=== Aim of the task ===
Rewrite the lines below, substituting "tiled roof" for "slate roof" and leaving everything else as it is.

[begin Supplied entries]

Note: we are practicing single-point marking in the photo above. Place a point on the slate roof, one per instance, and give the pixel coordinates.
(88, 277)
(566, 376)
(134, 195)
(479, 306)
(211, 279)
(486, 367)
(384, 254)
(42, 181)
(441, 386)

[end Supplied entries]

=== Task output ===
Note: we are practicing single-point marking in the photo above. Place a point on the tiled roof, one per instance, and give the pixel coordinates.
(88, 277)
(566, 376)
(134, 195)
(479, 306)
(211, 279)
(486, 367)
(384, 254)
(42, 181)
(441, 386)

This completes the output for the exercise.